AUFGABEN
1. Prüfe anhand des Lesetexts die Aussagen (a), (b) und (c). Antworte bei jeder mit Ja oder Nein und zitiere die entscheidenden Worte des Lesetexts wörtlich: (a) Benders Studie fehlt ein Resümee. (b) Am Ende des Kommentars steht die Frage, ob ein Rezensent Bücher eines Verlages besprechen sollte, bei dem er selbst Kunde ist. (c) Ulrich Kröll legte 1973 die einzige frühere Monographie zur deutschen Burenbegeisterung vor.
2. Von wem liegt laut Lesetext bereits eine (fast) namensgleiche Arbeit vor?
3. Führe den Lesetext über Benders Studie nach seinem letzten Satz fort.

LESETEXT
- - - - - - -
Ebenfalls negativ vermerkt Geppert das Fehlen des Resümees in Benders Studie, ein bemerkenswertes Faktum, wo es sich doch um die bearbeitete Version einer Dissertation handeln soll. Im Gegensatz zur Meinung des Rezensenten, wonach "die materialreiche, flüssig geschriebene Untersuchung eine Forschungslücke" schließen würde, kommt der Kommentator eingedenk der erwähnten blinden Flecken zu dem Schluss, dass hier nicht einmal der Stand der Forschung referiert wurde, selbst wenn Benders "Ergebnisse" über das hinausgehen, "was Ulrich Kröll 1973 in der einzigen früheren Monographie zur deutschen Burenbegeisterung herausgefunden hat."

Am Ende dieses Kommentars steht nicht die Frage, ob ein Rezensent Bücher eines Verlages besprechen sollte, bei dem er selbst Kunde ist. Wissenschaftliche Autoren haben oft viel weniger Wahlfreiheit als angenommen. Folgendes wäre jedoch zu fragen - und dies gerade weil der Rezensent unterlässt, was jeder kritische Leser anmerken wird: Müssen tatsächlich Themen für Qualifikationsschriften vergeben werden, zu denen (wie im Falle der Arbeit von Gerda Weinhappl) bereits (fast) namensgleiche Arbeiten vorliegen? Wäre eine bessere Arbeit entstanden, wenn die Bemerkungen des Kommentators bereits von den Betreuern der Doktorarbeit gestellt worden wären? Wie kann der Rezensent als ausgewiesener Fachmann für das Thema die genannten Fehler übersehen? Genügt eine Arbeit, die so viele Fragen offen lässt, tatsächlich den Anforderungen, die an der Universität Tübingen für eine Dissertation im Fach Geschichte gestellt werden?
- - - - - - -
(Gespeicherte Einträge)
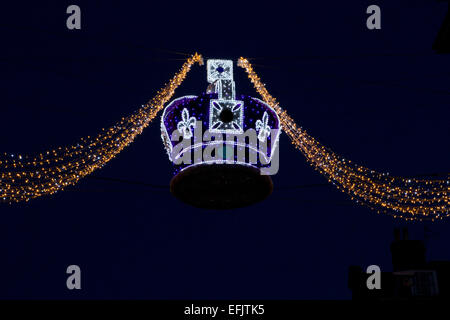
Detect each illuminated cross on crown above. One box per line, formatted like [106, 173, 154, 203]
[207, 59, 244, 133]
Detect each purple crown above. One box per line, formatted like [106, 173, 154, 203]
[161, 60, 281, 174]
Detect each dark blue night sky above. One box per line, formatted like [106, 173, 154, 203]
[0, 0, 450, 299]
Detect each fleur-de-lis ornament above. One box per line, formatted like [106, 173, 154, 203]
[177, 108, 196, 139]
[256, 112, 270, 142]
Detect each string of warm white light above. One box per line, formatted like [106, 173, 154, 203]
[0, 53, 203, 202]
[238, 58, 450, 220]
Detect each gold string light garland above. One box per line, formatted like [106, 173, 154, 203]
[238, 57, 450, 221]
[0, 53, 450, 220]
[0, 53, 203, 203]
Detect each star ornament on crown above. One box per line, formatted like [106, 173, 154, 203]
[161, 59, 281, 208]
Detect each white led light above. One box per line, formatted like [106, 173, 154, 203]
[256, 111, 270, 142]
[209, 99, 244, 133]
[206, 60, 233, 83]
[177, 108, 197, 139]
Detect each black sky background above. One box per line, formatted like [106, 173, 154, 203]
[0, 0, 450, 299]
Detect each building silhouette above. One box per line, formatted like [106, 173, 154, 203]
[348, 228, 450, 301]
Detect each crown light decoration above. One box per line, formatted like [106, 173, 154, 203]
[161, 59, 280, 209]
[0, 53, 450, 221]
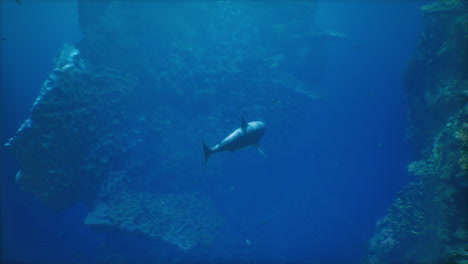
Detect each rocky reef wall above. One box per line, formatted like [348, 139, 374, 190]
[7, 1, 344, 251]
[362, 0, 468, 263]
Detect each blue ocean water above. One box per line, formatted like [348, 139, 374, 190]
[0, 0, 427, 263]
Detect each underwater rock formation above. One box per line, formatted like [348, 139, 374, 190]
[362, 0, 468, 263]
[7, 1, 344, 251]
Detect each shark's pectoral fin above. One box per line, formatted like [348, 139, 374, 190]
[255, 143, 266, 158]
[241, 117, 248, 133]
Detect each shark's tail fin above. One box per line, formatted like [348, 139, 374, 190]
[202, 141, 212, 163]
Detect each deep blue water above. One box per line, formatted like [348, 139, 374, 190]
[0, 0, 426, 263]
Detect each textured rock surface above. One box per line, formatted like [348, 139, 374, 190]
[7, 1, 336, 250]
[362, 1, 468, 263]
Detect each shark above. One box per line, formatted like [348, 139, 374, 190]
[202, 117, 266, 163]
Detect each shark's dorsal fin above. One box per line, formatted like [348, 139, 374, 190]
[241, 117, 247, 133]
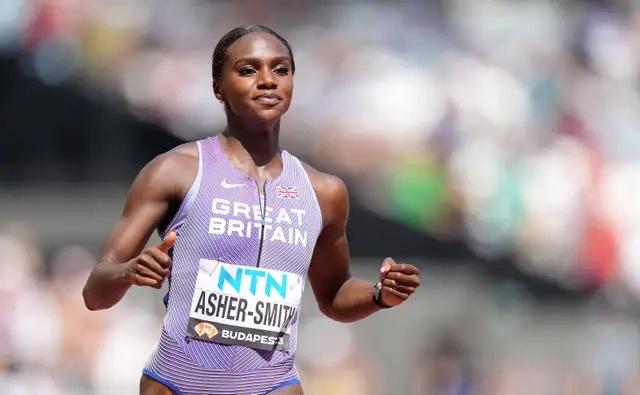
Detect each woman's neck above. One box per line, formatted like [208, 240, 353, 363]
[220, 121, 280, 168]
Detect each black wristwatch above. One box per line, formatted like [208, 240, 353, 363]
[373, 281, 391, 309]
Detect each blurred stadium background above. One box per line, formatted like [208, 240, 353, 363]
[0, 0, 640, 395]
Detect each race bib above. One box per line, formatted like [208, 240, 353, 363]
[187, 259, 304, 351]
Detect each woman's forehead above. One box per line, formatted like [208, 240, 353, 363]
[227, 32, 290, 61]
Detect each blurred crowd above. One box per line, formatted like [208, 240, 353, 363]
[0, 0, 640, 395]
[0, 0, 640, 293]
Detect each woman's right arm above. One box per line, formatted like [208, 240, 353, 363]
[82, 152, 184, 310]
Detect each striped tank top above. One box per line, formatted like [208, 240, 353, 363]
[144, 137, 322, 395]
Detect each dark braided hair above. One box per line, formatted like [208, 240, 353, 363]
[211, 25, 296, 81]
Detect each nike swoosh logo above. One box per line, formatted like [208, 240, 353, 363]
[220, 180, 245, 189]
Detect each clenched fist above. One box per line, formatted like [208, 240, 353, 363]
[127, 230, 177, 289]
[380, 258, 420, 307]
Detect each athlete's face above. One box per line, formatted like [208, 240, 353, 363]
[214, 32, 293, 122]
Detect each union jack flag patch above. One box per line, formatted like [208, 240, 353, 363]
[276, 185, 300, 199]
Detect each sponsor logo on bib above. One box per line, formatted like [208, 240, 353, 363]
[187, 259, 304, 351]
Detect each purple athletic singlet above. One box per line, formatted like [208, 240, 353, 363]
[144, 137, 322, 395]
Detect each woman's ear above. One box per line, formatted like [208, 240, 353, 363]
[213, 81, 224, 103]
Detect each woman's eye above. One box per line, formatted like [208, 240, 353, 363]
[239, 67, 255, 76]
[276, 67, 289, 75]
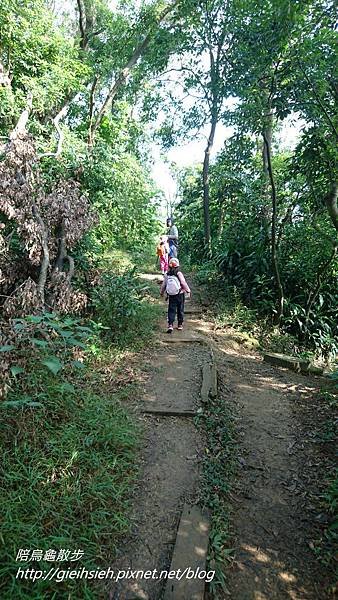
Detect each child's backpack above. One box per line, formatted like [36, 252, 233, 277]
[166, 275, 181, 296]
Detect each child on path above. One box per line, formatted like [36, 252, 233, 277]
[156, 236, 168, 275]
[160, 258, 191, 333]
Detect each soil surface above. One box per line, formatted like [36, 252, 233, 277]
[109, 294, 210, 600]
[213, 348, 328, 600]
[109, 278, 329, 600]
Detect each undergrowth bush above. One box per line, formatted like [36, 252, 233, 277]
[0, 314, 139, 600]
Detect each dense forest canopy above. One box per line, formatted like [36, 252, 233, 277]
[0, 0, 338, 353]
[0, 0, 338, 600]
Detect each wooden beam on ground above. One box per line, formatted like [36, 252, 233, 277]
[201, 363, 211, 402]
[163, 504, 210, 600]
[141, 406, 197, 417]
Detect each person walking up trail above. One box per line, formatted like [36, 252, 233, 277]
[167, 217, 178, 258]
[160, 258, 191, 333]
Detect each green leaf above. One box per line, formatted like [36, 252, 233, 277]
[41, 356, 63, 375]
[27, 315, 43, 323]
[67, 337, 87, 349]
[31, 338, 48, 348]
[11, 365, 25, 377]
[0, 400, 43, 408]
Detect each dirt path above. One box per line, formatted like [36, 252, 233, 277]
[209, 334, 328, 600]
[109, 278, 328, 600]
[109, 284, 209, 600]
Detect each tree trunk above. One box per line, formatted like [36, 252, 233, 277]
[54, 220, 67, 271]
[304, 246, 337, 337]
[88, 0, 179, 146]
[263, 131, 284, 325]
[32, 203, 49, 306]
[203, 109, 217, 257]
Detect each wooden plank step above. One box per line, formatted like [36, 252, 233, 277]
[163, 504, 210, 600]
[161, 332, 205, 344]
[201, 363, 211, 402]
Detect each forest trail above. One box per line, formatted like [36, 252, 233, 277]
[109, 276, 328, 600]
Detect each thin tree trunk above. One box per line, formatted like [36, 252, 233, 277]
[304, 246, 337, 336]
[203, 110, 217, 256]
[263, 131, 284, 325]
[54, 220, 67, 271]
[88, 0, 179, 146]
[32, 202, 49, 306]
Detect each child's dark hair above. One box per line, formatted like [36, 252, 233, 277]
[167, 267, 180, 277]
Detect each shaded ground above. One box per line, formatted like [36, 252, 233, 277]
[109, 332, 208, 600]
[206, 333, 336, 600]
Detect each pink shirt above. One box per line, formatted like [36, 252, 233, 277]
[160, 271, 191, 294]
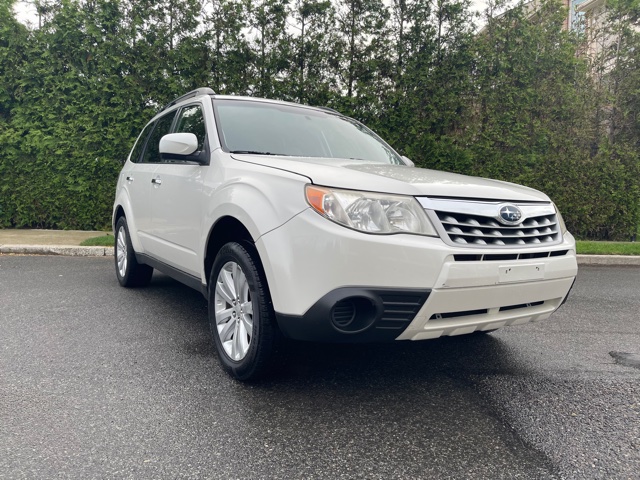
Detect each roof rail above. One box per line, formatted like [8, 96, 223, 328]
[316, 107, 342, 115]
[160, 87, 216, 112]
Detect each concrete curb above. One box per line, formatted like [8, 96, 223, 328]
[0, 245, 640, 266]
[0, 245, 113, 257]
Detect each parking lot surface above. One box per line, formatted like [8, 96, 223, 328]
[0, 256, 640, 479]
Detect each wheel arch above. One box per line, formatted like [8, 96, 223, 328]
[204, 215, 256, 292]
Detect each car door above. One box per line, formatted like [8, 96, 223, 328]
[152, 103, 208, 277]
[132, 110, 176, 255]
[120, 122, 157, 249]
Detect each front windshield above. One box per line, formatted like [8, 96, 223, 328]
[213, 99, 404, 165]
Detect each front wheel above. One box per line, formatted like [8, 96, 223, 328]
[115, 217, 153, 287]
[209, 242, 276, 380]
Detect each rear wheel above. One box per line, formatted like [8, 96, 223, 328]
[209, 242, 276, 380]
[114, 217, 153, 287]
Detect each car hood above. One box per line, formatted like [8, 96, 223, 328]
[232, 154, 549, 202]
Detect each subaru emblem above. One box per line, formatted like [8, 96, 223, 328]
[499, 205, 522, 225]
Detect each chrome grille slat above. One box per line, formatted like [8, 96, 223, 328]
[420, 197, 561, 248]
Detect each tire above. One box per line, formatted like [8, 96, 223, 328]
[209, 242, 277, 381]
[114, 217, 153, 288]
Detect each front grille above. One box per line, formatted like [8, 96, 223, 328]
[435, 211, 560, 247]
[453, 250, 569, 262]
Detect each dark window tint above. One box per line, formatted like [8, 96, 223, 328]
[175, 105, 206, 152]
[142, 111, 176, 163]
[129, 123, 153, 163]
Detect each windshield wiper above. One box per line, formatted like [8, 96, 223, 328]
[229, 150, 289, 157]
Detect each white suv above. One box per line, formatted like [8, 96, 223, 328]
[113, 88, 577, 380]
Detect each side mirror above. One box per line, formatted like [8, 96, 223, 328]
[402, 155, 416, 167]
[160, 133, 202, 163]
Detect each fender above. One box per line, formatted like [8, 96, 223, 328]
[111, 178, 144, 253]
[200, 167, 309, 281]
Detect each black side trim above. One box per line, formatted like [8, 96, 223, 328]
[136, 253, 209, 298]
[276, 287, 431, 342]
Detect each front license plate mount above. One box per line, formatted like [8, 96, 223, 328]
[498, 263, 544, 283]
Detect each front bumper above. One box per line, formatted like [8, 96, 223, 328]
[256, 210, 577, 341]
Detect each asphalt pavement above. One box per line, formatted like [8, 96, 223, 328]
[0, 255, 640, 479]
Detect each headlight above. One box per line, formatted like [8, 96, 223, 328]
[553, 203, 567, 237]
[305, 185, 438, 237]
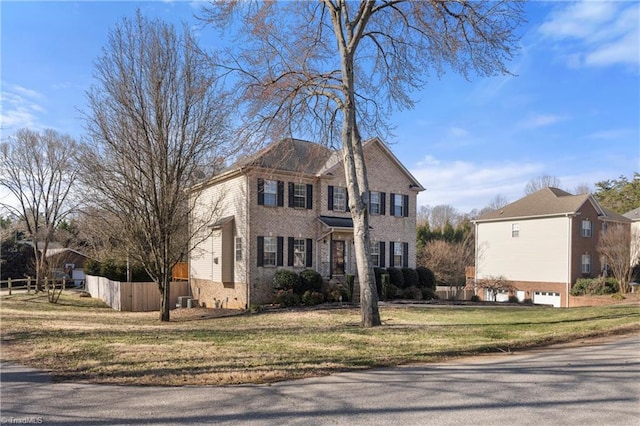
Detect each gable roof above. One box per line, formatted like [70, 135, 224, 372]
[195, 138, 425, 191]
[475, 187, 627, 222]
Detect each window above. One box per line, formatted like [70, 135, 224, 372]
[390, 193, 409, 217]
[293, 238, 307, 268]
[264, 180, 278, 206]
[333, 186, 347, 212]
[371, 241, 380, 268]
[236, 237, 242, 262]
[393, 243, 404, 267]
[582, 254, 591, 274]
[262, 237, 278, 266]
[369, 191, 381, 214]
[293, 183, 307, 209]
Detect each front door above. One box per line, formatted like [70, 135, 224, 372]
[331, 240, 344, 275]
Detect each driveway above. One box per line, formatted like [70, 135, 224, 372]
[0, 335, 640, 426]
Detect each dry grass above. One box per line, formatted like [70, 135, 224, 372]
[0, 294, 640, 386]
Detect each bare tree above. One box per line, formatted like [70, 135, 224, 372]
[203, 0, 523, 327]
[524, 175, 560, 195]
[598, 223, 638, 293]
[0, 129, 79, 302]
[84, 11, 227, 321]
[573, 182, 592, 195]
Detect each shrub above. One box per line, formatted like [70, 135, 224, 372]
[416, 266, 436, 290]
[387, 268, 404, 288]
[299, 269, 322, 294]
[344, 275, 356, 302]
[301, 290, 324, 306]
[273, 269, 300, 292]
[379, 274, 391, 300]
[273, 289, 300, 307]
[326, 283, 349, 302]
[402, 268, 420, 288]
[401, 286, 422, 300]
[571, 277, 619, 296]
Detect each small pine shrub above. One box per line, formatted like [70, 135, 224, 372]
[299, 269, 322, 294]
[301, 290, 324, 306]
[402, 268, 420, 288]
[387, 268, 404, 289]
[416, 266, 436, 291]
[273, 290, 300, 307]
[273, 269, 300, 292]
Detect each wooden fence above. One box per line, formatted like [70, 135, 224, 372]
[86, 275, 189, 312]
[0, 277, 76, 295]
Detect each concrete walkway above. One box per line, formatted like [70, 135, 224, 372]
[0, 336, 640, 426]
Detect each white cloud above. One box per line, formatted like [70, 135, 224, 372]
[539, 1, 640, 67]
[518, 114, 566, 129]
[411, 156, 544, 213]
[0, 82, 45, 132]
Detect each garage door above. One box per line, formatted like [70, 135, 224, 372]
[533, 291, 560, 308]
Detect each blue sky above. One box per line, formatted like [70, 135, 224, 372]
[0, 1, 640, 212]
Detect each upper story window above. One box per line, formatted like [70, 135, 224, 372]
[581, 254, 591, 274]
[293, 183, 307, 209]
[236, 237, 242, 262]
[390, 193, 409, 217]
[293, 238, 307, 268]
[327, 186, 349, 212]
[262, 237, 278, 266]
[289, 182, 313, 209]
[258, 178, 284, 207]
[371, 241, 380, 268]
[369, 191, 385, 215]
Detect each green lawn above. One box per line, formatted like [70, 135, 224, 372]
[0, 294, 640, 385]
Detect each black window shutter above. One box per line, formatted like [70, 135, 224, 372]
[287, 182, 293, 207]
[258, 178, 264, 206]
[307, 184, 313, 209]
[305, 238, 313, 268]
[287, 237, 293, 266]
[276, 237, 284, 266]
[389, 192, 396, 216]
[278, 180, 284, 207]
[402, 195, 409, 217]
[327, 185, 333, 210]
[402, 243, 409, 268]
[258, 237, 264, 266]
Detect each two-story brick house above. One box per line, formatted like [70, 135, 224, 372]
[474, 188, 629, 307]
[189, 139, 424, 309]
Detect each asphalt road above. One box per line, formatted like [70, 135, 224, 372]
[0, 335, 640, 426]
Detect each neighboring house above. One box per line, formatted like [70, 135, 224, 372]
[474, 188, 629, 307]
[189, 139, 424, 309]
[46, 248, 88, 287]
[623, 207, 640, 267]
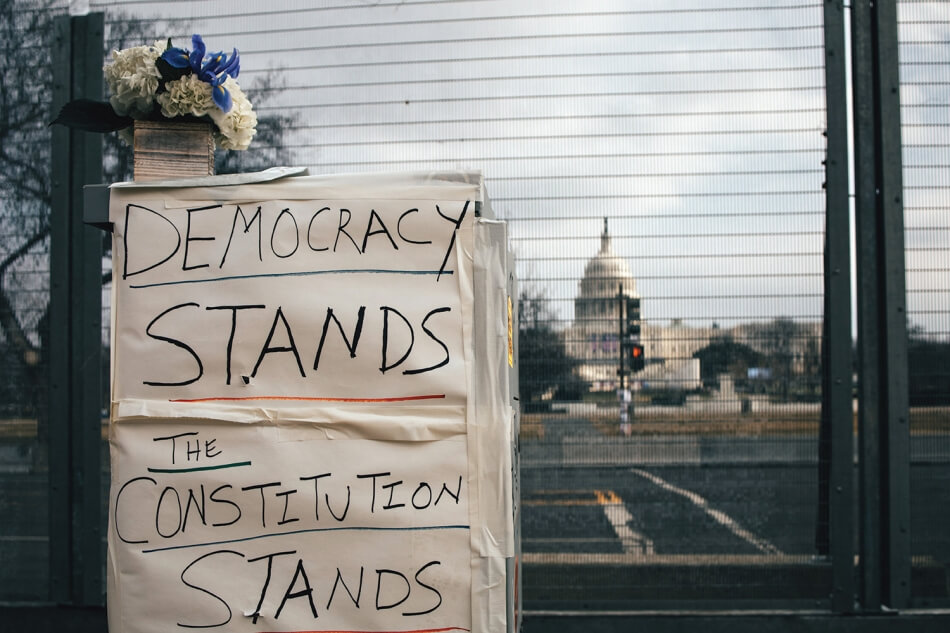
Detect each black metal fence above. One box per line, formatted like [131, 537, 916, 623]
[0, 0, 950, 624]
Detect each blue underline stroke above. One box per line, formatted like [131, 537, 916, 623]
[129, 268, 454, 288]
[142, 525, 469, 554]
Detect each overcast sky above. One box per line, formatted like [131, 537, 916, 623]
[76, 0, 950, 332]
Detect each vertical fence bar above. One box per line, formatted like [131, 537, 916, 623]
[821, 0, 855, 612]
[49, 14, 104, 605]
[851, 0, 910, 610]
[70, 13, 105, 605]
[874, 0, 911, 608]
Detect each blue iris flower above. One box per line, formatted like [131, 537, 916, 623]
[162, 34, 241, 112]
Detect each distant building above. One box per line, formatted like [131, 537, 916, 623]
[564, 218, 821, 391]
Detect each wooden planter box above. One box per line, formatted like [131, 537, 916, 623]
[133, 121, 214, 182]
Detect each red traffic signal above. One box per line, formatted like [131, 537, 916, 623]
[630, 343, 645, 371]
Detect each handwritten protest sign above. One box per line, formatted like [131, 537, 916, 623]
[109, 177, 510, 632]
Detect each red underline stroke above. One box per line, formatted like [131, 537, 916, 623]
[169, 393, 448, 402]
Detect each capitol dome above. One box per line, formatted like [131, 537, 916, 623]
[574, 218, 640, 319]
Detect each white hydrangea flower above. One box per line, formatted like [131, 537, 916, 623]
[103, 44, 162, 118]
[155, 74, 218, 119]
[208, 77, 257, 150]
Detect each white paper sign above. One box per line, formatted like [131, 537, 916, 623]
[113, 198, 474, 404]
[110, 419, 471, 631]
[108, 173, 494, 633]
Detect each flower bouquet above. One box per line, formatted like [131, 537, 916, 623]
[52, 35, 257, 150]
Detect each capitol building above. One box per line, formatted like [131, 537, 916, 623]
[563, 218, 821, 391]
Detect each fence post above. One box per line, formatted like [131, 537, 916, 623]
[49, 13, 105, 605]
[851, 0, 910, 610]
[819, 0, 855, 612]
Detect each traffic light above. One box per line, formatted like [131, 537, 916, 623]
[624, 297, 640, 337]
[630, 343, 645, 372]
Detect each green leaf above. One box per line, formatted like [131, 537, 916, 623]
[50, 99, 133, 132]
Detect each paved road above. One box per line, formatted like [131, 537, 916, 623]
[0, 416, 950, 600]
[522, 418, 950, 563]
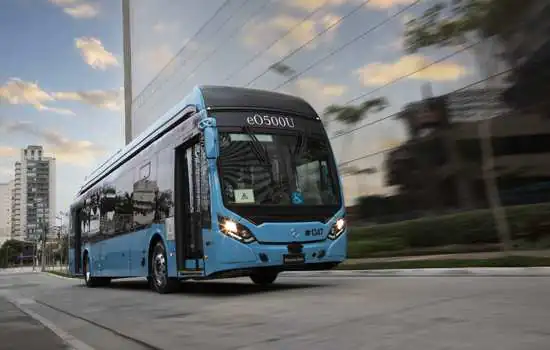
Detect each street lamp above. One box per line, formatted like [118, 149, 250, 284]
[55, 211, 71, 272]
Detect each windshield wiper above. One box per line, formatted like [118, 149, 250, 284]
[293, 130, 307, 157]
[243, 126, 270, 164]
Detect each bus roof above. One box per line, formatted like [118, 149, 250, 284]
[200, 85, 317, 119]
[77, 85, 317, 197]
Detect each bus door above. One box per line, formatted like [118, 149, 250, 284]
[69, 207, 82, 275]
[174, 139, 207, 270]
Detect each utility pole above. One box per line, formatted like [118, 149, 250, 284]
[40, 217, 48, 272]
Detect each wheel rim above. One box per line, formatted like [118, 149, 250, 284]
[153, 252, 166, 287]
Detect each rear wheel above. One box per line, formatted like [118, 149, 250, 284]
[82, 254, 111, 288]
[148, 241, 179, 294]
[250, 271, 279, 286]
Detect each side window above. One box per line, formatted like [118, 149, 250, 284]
- - - - - - -
ANTWORTEN JE AUFGABE
1.
(a) Ja: „das Fehlen des Resümees in Benders Studie“
(b) Nein: „Am Ende dieses Kommentars steht nicht die Frage, ob ein Rezensent Bücher eines Verlages besprechen sollte, bei dem er selbst Kunde ist.“
(c) Ja: „was Ulrich Kröll 1973 in der einzigen früheren Monographie zur deutschen Burenbegeisterung herausgefunden hat“

2. Von Gerda Weinhappl.

3.
Der Kommentator ist sich bewusst, dass die obigen Bemerkungen bei Rezensent und Autor nur oder sogar mehr als Verdrießlichkeit hervorrufen können. Letzteres ist jedoch in der Wissenschaft keine Position, auf die man sich zurückziehen kann, wenn kritische Fragen geäußert werden (vgl. Zeitschrift für Geschichtswissenschaft 60. Jg. 2012, Heft 5, 472-474).

Anmerkung der Redaktion:
Dominik Geppert hat auf eine Replik verzichtet.
Steffen Bender hat auf eine Stellungnahme verzichtet.